# ENTRIES SHOWN
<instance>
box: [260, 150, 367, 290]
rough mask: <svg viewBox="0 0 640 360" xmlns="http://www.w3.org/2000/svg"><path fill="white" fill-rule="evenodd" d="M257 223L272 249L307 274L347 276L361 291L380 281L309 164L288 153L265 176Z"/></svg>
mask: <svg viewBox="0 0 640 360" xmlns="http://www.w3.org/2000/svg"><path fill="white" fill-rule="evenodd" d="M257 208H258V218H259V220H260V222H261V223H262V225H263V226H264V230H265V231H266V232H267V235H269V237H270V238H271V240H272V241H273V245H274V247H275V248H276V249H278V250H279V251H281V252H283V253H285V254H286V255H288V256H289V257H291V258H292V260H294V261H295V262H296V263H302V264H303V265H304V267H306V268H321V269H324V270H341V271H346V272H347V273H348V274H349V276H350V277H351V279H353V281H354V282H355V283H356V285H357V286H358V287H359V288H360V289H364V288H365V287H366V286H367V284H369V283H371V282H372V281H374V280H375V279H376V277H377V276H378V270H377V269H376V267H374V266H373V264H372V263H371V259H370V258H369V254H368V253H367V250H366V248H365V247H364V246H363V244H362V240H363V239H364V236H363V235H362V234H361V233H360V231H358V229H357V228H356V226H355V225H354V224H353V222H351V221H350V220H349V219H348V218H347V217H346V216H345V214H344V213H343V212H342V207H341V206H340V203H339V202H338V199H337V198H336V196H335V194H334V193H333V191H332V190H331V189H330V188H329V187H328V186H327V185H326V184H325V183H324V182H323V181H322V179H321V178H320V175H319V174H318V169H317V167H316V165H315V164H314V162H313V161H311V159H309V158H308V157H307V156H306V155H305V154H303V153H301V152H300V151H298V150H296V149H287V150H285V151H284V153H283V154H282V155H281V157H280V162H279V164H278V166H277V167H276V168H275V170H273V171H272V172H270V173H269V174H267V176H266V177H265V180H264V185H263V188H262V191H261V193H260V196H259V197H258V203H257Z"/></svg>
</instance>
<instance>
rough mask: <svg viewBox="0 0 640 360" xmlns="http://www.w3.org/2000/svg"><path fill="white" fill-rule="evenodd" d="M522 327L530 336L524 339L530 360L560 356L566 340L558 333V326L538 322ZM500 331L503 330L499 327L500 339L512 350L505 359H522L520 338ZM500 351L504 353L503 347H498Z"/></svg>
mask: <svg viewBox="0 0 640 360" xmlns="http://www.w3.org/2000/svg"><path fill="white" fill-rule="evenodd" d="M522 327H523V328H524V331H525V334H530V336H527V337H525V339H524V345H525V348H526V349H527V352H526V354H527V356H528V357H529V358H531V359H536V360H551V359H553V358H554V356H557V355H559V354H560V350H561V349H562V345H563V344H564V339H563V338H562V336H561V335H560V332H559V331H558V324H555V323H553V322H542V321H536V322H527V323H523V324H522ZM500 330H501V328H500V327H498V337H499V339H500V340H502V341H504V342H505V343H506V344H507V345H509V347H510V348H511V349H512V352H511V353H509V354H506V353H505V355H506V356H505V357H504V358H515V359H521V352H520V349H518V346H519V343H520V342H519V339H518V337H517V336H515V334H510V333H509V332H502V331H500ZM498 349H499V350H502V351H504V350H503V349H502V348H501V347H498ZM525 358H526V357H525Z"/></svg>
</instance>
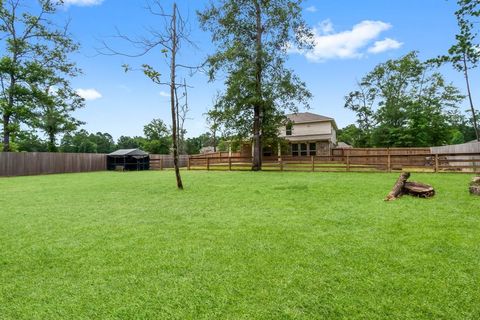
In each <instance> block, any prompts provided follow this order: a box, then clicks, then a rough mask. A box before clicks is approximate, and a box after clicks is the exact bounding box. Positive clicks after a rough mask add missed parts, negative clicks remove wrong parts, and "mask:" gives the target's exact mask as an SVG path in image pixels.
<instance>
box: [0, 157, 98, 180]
mask: <svg viewBox="0 0 480 320" xmlns="http://www.w3.org/2000/svg"><path fill="white" fill-rule="evenodd" d="M106 169H107V157H106V155H105V154H94V153H48V152H0V176H3V177H14V176H29V175H40V174H53V173H74V172H91V171H103V170H106Z"/></svg>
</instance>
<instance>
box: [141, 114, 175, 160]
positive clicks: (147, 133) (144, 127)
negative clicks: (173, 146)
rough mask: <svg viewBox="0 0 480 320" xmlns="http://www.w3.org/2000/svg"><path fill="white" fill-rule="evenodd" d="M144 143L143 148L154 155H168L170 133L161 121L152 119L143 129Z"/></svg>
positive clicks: (144, 126)
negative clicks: (144, 135)
mask: <svg viewBox="0 0 480 320" xmlns="http://www.w3.org/2000/svg"><path fill="white" fill-rule="evenodd" d="M143 133H144V134H145V138H146V139H145V143H144V144H143V146H142V147H143V148H144V149H145V150H146V151H148V152H150V153H154V154H169V153H170V146H171V144H172V143H171V136H170V132H169V130H168V128H167V126H166V125H165V123H164V122H163V121H162V120H161V119H153V120H152V121H151V122H150V123H149V124H147V125H146V126H144V127H143Z"/></svg>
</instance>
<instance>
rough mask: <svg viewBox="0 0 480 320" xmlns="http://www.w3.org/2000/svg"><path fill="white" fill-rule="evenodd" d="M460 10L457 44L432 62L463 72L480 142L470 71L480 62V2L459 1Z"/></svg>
mask: <svg viewBox="0 0 480 320" xmlns="http://www.w3.org/2000/svg"><path fill="white" fill-rule="evenodd" d="M457 4H458V10H457V11H456V12H455V17H456V18H457V24H458V29H459V31H458V33H457V35H456V36H455V40H456V42H455V43H454V44H453V45H452V46H451V47H450V49H449V50H448V54H447V55H442V56H439V57H437V58H436V59H432V60H431V62H433V63H436V64H437V65H441V64H443V63H450V64H451V65H452V66H453V68H454V69H455V70H457V71H459V72H461V73H462V74H463V75H464V77H465V83H466V88H467V96H468V98H469V99H468V100H469V103H470V110H469V111H468V112H470V117H471V123H472V126H473V128H474V133H475V137H476V139H477V140H478V141H480V129H479V126H478V117H477V113H478V110H476V108H475V106H474V103H473V96H472V92H471V89H470V75H469V73H470V70H471V69H476V68H477V67H478V63H479V61H480V51H479V45H480V43H479V39H478V32H479V29H478V21H477V20H478V17H479V16H480V1H478V0H457Z"/></svg>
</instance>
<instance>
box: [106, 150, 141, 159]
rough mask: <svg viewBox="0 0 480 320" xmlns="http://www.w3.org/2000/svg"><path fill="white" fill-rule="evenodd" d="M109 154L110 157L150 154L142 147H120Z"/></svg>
mask: <svg viewBox="0 0 480 320" xmlns="http://www.w3.org/2000/svg"><path fill="white" fill-rule="evenodd" d="M109 156H110V157H127V156H132V157H139V156H145V157H146V156H148V153H146V152H145V151H143V150H140V149H120V150H117V151H115V152H112V153H110V154H109Z"/></svg>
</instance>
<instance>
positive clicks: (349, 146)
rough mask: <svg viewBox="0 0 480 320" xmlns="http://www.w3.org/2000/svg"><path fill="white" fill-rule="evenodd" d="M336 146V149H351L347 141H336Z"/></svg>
mask: <svg viewBox="0 0 480 320" xmlns="http://www.w3.org/2000/svg"><path fill="white" fill-rule="evenodd" d="M337 148H338V149H351V148H353V147H352V146H351V145H349V144H348V143H345V142H339V143H337Z"/></svg>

# PROBLEM DESCRIPTION
Arrange the records above as a JSON list of strings, one string per line, leaving out blank lines and the pictures.

# TASK SOLUTION
[
  "<instance>",
  "box: [260, 150, 367, 290]",
  "rough mask: <svg viewBox=\"0 0 640 360\" xmlns=\"http://www.w3.org/2000/svg\"><path fill=\"white\" fill-rule=\"evenodd\" d=\"M257 223L272 249L307 274L347 276L361 291L380 281L309 164L288 153L265 176Z\"/></svg>",
  "mask: <svg viewBox=\"0 0 640 360\" xmlns=\"http://www.w3.org/2000/svg\"><path fill=\"white\" fill-rule=\"evenodd\" d=\"M257 208H258V218H259V220H260V222H261V223H262V225H263V226H264V230H265V231H266V232H267V235H269V237H270V238H271V240H272V241H273V245H274V247H275V248H276V249H278V250H279V251H281V252H283V253H285V254H286V255H288V256H289V257H291V258H292V260H294V261H295V262H296V263H302V264H303V265H304V267H306V268H321V269H324V270H341V271H346V272H347V273H348V274H349V276H350V277H351V279H353V281H354V282H355V283H356V285H357V286H358V287H359V288H360V289H364V288H365V287H366V286H367V284H369V283H371V282H372V281H374V280H375V279H376V277H377V276H378V270H377V269H376V267H374V266H373V264H372V263H371V259H370V258H369V254H368V253H367V250H366V248H365V247H364V246H363V244H362V240H363V239H364V236H363V235H362V234H361V233H360V231H358V229H357V228H356V226H355V225H354V224H353V222H351V221H350V220H349V219H348V218H347V217H346V216H345V214H344V213H343V212H342V207H341V206H340V203H339V202H338V199H337V198H336V196H335V194H334V193H333V191H332V190H331V189H330V188H329V187H328V186H327V185H326V184H325V183H324V182H323V181H322V179H321V178H320V175H319V174H318V169H317V167H316V165H315V164H314V162H313V161H311V159H309V158H308V157H307V156H306V155H305V154H303V153H301V152H300V151H298V150H296V149H287V150H285V151H284V153H283V154H282V155H281V157H280V162H279V164H278V166H277V167H276V168H275V170H273V171H272V172H270V173H269V174H267V176H266V177H265V180H264V185H263V188H262V191H261V193H260V196H259V197H258V203H257Z\"/></svg>",
  "</instance>",
  "<instance>",
  "rough mask: <svg viewBox=\"0 0 640 360\" xmlns=\"http://www.w3.org/2000/svg\"><path fill=\"white\" fill-rule=\"evenodd\" d=\"M522 327L530 336L524 339L530 360L560 356L566 340L558 333V326L538 322ZM500 331L503 330L499 327L500 339L512 350L505 359H522L520 338ZM500 351L504 353L503 347H498Z\"/></svg>",
  "mask: <svg viewBox=\"0 0 640 360\" xmlns=\"http://www.w3.org/2000/svg\"><path fill=\"white\" fill-rule=\"evenodd\" d=\"M522 327H523V328H524V331H525V334H530V336H527V337H525V339H524V345H525V348H526V349H527V352H526V354H527V356H528V357H529V358H531V359H536V360H551V359H553V358H554V356H557V355H559V354H560V350H561V349H562V345H563V344H564V339H563V338H562V336H561V335H560V332H559V331H558V324H555V323H553V322H542V321H536V322H527V323H523V324H522ZM500 330H501V328H500V327H498V337H499V339H500V340H502V341H504V342H505V343H506V344H507V345H509V347H510V348H511V349H512V352H511V353H509V354H506V353H505V355H506V356H505V357H504V358H515V359H521V352H520V349H518V346H519V343H520V342H519V339H518V337H517V336H515V334H510V333H509V332H502V331H500ZM498 349H499V350H502V351H504V350H503V349H502V348H501V347H498ZM525 358H526V357H525Z\"/></svg>",
  "</instance>",
  "In each <instance> block, any prompts provided follow this order: a box, then clicks, then a rough mask. A box before clicks is approximate, and a box after clicks is the exact bounding box. Positive clicks after a rough mask add missed parts, negative clicks remove wrong parts, and \"mask:\" gives the target's exact mask as an SVG path in image pixels.",
  "<instance>",
  "box: [0, 157, 98, 180]",
  "mask: <svg viewBox=\"0 0 480 320\" xmlns=\"http://www.w3.org/2000/svg\"><path fill=\"white\" fill-rule=\"evenodd\" d=\"M106 169H107V157H106V155H105V154H94V153H48V152H0V176H3V177H14V176H29V175H40V174H53V173H74V172H91V171H103V170H106Z\"/></svg>",
  "</instance>",
  "<instance>",
  "box: [141, 114, 175, 160]",
  "positive clicks: (147, 133) (144, 127)",
  "negative clicks: (173, 146)",
  "rough mask: <svg viewBox=\"0 0 480 320\" xmlns=\"http://www.w3.org/2000/svg\"><path fill=\"white\" fill-rule=\"evenodd\" d=\"M144 143L143 148L154 155H168L170 133L161 121L152 119L143 129Z\"/></svg>",
  "positive clicks: (144, 126)",
  "negative clicks: (144, 135)",
  "mask: <svg viewBox=\"0 0 480 320\" xmlns=\"http://www.w3.org/2000/svg\"><path fill=\"white\" fill-rule=\"evenodd\" d=\"M143 133H144V134H145V138H146V139H145V143H144V144H143V146H142V147H143V148H144V149H145V150H146V151H148V152H150V153H154V154H169V153H170V146H171V144H172V143H171V136H170V132H169V130H168V128H167V126H166V125H165V123H164V122H163V121H162V120H161V119H153V120H152V121H151V122H150V123H149V124H147V125H146V126H144V127H143Z\"/></svg>",
  "</instance>",
  "<instance>",
  "rough mask: <svg viewBox=\"0 0 480 320\" xmlns=\"http://www.w3.org/2000/svg\"><path fill=\"white\" fill-rule=\"evenodd\" d=\"M460 10L457 44L432 62L463 72L480 142L470 71L480 62V2L459 1Z\"/></svg>",
  "mask: <svg viewBox=\"0 0 480 320\" xmlns=\"http://www.w3.org/2000/svg\"><path fill=\"white\" fill-rule=\"evenodd\" d=\"M457 4H458V10H457V11H456V12H455V17H456V18H457V24H458V29H459V31H458V33H457V35H456V36H455V40H456V42H455V43H454V44H453V45H452V46H451V47H450V49H449V50H448V54H447V55H442V56H439V57H437V58H436V59H432V60H431V62H433V63H436V64H437V65H441V64H443V63H450V64H451V65H452V66H453V68H454V69H455V70H457V71H459V72H461V73H462V74H463V75H464V77H465V83H466V88H467V96H468V98H469V99H468V100H469V103H470V110H469V111H468V112H470V117H471V123H472V126H473V128H474V133H475V137H476V139H477V140H478V141H480V129H479V126H478V117H477V113H478V110H476V108H475V106H474V103H473V96H472V92H471V89H470V75H469V73H470V70H471V69H476V68H477V67H478V63H479V61H480V51H479V45H480V43H479V39H478V32H479V29H478V21H477V20H478V17H479V16H480V1H478V0H457Z\"/></svg>",
  "</instance>",
  "<instance>",
  "box: [106, 150, 141, 159]",
  "rough mask: <svg viewBox=\"0 0 480 320\" xmlns=\"http://www.w3.org/2000/svg\"><path fill=\"white\" fill-rule=\"evenodd\" d=\"M109 154L110 157L150 154L142 147H120Z\"/></svg>",
  "mask: <svg viewBox=\"0 0 480 320\" xmlns=\"http://www.w3.org/2000/svg\"><path fill=\"white\" fill-rule=\"evenodd\" d=\"M109 156H110V157H127V156H132V157H139V156H145V157H146V156H148V153H146V152H145V151H143V150H140V149H120V150H117V151H115V152H112V153H110V154H109Z\"/></svg>",
  "</instance>",
  "<instance>",
  "positive clicks: (349, 146)",
  "rough mask: <svg viewBox=\"0 0 480 320\" xmlns=\"http://www.w3.org/2000/svg\"><path fill=\"white\" fill-rule=\"evenodd\" d=\"M336 146V149H351L347 141H336Z\"/></svg>",
  "mask: <svg viewBox=\"0 0 480 320\" xmlns=\"http://www.w3.org/2000/svg\"><path fill=\"white\" fill-rule=\"evenodd\" d=\"M337 148H338V149H351V148H353V147H352V146H351V145H349V144H348V143H345V142H339V143H337Z\"/></svg>"
]